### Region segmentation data
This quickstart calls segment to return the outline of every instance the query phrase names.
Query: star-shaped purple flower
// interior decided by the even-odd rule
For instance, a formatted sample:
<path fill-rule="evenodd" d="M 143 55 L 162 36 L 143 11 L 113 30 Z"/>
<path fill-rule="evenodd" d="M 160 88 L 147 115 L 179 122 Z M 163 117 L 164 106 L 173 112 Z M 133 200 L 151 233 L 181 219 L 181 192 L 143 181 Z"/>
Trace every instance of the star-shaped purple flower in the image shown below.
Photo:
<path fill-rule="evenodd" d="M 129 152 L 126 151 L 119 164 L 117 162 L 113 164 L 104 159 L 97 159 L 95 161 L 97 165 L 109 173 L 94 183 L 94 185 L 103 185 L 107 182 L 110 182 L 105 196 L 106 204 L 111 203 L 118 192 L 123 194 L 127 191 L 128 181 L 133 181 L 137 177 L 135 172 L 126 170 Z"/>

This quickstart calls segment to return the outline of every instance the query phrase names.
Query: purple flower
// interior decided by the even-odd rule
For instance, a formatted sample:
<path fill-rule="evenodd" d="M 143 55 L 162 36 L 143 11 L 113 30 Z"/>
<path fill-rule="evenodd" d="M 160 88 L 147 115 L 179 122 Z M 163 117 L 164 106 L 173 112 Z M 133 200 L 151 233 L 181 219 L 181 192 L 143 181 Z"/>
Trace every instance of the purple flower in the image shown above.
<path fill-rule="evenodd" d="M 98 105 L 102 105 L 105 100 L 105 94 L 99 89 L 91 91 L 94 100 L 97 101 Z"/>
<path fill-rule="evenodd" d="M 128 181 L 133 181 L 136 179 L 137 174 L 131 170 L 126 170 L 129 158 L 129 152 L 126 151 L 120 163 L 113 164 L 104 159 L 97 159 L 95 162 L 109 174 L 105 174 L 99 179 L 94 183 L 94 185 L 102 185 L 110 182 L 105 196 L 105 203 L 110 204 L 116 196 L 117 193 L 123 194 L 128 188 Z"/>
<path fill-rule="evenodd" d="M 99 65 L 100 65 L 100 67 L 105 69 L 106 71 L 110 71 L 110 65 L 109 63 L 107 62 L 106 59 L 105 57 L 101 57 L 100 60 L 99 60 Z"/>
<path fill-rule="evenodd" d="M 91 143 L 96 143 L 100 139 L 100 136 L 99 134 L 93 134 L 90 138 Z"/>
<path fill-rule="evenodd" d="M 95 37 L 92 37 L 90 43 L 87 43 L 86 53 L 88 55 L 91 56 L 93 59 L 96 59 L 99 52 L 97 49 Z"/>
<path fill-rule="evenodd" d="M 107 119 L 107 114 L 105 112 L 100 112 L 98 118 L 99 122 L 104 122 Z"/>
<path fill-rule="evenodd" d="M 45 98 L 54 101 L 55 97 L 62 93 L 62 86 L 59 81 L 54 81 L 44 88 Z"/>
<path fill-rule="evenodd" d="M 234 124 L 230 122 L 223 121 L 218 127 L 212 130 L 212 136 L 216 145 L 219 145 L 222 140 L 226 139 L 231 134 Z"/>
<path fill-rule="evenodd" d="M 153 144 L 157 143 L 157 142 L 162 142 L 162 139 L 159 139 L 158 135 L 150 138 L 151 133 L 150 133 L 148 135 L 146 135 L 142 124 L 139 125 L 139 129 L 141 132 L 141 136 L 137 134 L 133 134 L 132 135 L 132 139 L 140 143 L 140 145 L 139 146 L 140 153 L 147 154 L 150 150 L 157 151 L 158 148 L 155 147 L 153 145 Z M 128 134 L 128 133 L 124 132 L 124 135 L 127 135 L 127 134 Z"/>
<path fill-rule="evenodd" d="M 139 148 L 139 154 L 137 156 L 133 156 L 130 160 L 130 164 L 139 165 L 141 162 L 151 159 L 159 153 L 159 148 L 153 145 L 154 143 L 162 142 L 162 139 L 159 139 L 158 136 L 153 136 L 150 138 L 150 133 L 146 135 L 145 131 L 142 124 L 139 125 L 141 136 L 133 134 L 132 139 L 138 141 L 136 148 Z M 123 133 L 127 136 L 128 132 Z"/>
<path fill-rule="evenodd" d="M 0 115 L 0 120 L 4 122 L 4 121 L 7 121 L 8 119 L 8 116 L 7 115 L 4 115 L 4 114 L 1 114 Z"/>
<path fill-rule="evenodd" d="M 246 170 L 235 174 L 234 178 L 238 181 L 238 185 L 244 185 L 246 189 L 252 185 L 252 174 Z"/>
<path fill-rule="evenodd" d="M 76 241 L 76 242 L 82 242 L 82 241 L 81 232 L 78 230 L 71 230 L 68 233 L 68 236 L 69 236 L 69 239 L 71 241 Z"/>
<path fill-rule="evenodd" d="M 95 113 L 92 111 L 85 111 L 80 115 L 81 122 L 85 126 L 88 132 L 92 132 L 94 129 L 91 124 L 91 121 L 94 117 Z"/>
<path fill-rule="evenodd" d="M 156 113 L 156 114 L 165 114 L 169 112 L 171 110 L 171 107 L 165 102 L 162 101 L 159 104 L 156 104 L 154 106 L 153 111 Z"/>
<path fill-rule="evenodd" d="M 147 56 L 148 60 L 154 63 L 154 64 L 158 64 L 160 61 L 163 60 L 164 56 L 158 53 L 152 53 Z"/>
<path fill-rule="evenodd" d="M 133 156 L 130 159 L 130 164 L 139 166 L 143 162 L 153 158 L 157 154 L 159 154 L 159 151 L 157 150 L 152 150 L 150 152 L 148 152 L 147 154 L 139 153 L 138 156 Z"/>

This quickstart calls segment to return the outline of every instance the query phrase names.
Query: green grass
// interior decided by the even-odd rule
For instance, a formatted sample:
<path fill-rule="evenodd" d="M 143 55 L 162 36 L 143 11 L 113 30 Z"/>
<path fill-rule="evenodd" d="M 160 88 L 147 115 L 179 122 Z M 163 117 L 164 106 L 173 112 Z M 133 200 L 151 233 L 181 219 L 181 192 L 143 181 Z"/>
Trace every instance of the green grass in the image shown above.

### Task requirements
Can you rewrite the listing from its first line through the line containing "126 151 L 119", both included, keeping the requests unchanged but shifting every coordinate in the answer outlines up by 89?

### Answer to the task
This quickstart calls segment to return the outline of every instance the query phrase names.
Query: star-shaped purple flower
// interior decided by the even-odd rule
For instance, a formatted sample:
<path fill-rule="evenodd" d="M 143 55 L 162 36 L 143 11 L 113 30 Z"/>
<path fill-rule="evenodd" d="M 160 88 L 147 115 L 179 122 Z M 163 117 L 164 106 L 173 112 Z M 133 200 L 151 233 L 181 219 L 181 192 L 143 181 Z"/>
Trace every instance of the star-shaped purple flower in the image shown below.
Photo:
<path fill-rule="evenodd" d="M 218 241 L 215 240 L 208 253 L 206 251 L 202 253 L 193 248 L 186 248 L 184 250 L 186 254 L 198 262 L 183 272 L 183 274 L 192 274 L 196 271 L 199 271 L 194 285 L 195 293 L 200 292 L 207 281 L 212 283 L 216 280 L 217 270 L 222 270 L 226 266 L 224 261 L 215 259 Z"/>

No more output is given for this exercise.